▶ [Exercise aim]: Rewrite the stretch from "Guideline: for each instance of the car" through "Target: car shadow on pavement", changing "shadow" to "reflection" and leaving everything else as it is.

▶ [Records supplied]:

-- begin --

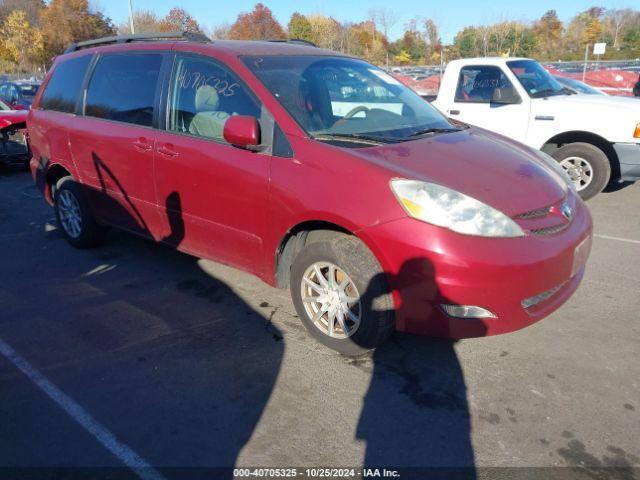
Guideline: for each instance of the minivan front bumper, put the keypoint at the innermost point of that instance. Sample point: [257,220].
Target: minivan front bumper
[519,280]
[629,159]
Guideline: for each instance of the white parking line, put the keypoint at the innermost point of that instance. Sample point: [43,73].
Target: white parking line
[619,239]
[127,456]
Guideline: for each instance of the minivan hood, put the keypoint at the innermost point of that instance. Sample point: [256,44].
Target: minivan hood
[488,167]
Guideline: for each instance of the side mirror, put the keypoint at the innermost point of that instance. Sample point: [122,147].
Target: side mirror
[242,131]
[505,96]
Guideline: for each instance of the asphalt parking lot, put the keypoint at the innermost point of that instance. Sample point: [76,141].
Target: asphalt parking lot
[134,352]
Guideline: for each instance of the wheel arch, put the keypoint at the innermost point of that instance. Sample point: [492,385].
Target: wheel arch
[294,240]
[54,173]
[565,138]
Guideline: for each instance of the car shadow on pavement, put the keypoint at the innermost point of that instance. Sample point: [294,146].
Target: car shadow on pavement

-- end --
-- begin --

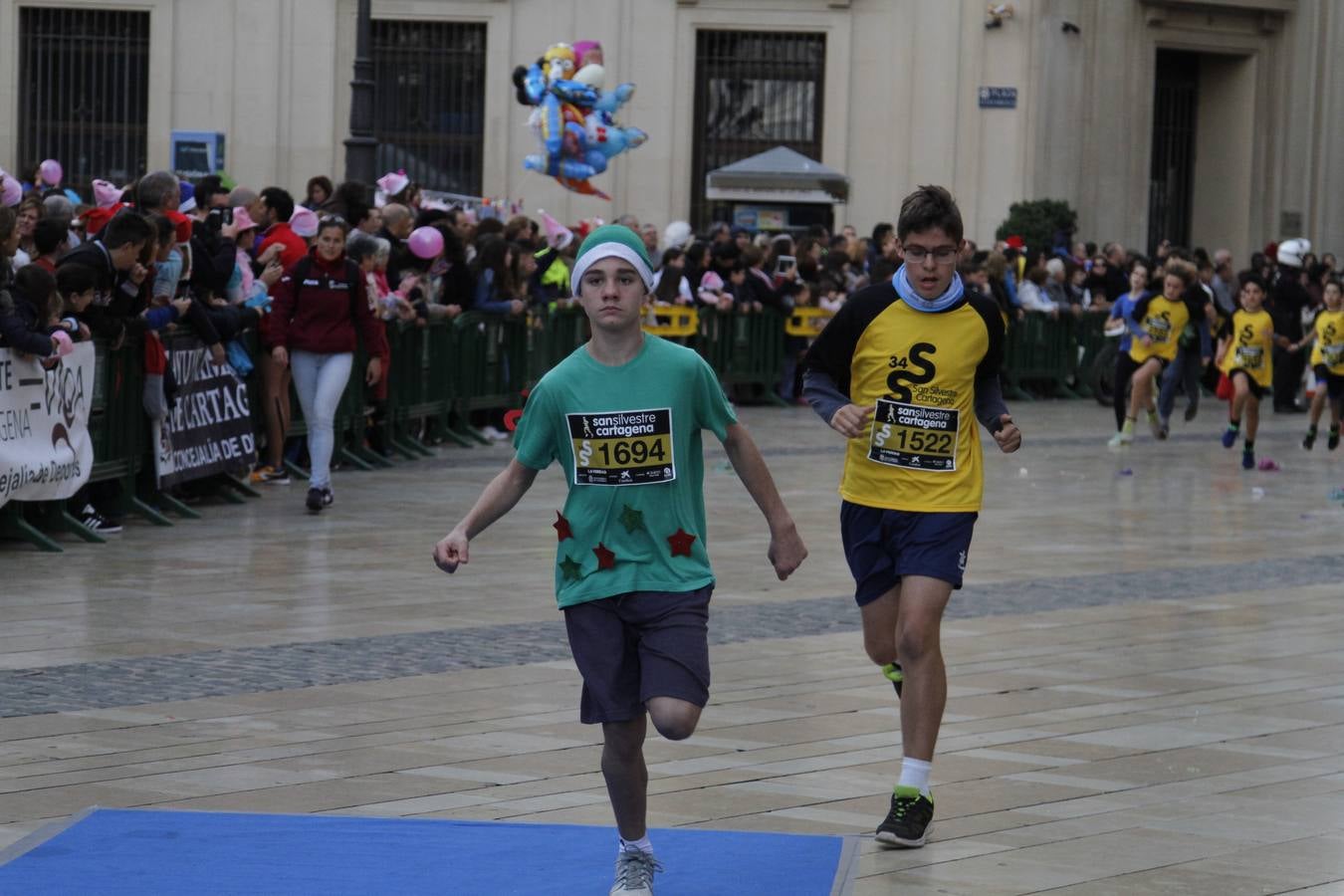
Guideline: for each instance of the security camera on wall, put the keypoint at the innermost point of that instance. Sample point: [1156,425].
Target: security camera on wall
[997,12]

-- end --

▶ [Correct result]:
Guideline: for each instance of the car reflection on pavement, put the keypoint at the innermost point of that instance. Sample point: [294,146].
Target: car reflection on pavement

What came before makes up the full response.